Data to examine:
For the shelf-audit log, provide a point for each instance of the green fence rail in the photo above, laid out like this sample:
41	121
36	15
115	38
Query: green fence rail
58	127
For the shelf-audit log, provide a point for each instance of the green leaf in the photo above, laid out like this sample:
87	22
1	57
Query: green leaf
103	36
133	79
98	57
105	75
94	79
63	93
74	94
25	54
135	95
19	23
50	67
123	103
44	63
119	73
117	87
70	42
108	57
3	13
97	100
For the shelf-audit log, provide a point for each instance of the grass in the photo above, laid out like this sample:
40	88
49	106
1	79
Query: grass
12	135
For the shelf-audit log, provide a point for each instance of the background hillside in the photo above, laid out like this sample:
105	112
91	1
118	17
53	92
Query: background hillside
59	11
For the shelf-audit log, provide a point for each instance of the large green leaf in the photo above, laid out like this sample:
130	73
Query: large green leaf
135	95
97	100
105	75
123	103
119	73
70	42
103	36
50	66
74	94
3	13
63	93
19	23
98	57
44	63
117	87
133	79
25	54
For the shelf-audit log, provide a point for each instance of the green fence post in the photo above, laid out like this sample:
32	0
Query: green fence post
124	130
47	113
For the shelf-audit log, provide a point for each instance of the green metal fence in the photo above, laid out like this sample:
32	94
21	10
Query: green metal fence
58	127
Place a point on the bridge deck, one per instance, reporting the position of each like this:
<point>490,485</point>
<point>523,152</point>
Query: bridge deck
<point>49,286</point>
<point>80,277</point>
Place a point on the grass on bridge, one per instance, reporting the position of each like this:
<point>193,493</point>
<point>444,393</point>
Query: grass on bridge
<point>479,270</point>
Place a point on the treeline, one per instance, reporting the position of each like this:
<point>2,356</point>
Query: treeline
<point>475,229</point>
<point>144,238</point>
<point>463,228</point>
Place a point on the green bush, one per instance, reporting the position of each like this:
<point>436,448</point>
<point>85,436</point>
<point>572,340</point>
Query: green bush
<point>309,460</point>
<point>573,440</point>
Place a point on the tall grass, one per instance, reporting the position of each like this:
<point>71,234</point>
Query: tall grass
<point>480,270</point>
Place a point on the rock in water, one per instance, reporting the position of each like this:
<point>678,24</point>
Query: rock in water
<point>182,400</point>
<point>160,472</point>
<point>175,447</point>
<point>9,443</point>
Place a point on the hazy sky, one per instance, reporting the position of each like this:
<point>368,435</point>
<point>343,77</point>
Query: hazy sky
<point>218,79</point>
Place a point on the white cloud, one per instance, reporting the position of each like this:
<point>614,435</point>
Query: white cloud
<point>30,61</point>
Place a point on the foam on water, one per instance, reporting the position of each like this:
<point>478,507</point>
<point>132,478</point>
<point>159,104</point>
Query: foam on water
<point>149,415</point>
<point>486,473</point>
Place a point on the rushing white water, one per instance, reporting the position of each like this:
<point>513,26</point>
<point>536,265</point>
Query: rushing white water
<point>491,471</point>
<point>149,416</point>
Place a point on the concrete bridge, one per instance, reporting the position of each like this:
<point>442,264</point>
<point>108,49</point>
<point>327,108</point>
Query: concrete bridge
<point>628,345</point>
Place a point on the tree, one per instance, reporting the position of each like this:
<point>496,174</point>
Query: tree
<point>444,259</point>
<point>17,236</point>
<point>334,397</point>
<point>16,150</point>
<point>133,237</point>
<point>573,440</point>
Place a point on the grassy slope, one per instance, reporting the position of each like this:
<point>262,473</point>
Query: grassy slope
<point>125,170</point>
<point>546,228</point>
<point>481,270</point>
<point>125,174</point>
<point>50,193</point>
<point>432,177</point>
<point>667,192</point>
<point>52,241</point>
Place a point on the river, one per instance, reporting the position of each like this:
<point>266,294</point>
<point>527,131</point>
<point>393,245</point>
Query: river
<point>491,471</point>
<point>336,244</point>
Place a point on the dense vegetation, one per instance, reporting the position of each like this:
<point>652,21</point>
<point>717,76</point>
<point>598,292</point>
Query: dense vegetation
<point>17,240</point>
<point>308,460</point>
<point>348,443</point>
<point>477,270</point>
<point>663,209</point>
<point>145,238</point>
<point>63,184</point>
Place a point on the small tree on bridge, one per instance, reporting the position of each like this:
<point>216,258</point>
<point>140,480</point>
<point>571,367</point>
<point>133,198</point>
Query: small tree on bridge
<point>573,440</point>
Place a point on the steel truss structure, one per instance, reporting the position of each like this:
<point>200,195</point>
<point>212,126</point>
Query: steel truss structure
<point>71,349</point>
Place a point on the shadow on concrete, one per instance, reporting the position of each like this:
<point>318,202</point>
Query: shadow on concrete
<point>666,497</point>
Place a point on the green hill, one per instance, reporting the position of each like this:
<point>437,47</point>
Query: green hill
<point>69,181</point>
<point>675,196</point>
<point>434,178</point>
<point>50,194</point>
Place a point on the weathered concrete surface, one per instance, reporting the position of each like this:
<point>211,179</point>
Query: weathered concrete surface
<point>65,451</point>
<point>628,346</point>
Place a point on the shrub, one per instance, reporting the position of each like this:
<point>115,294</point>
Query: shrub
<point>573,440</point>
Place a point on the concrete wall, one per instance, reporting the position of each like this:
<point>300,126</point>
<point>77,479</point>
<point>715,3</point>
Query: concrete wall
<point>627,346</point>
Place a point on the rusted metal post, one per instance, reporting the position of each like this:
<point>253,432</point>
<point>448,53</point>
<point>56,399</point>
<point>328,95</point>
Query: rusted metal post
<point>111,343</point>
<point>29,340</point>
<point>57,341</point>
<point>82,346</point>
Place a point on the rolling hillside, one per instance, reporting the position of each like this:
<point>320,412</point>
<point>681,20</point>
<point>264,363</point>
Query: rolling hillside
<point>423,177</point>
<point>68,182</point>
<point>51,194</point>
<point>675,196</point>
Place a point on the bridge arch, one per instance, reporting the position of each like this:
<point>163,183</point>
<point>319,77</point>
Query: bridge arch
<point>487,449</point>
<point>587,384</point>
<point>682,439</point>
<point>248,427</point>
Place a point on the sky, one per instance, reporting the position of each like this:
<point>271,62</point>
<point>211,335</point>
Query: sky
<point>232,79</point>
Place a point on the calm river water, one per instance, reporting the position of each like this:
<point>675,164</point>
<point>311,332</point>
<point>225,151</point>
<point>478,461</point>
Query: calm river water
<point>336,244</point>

Exercise instructions: When a line in the data holds the word "shelf", show that line.

Solution to this task:
For the shelf-audit log, provide a point for each instance of the green fence rail in the photo above, laid out like this sample:
For the shelf-audit log, provide a point for each instance of the green leaf in the photo above, laid out like this sample:
For the shelf-audit log, provide a point for each instance of the grass in the photo above, laid out like this sample:
For the shelf-audit log, provide a point for each instance of the background hillside in the photo above, laid out like this sample:
For the shelf-audit log, provide a point for each instance of the large green leaf in the photo above, laid out like this sample:
For the shelf-audit log, provide a point for each instance of the green fence post in the photo above, laid out like this sample:
For the shelf-audit log, provide a point for each instance of the green metal fence in the photo above, laid out like this sample:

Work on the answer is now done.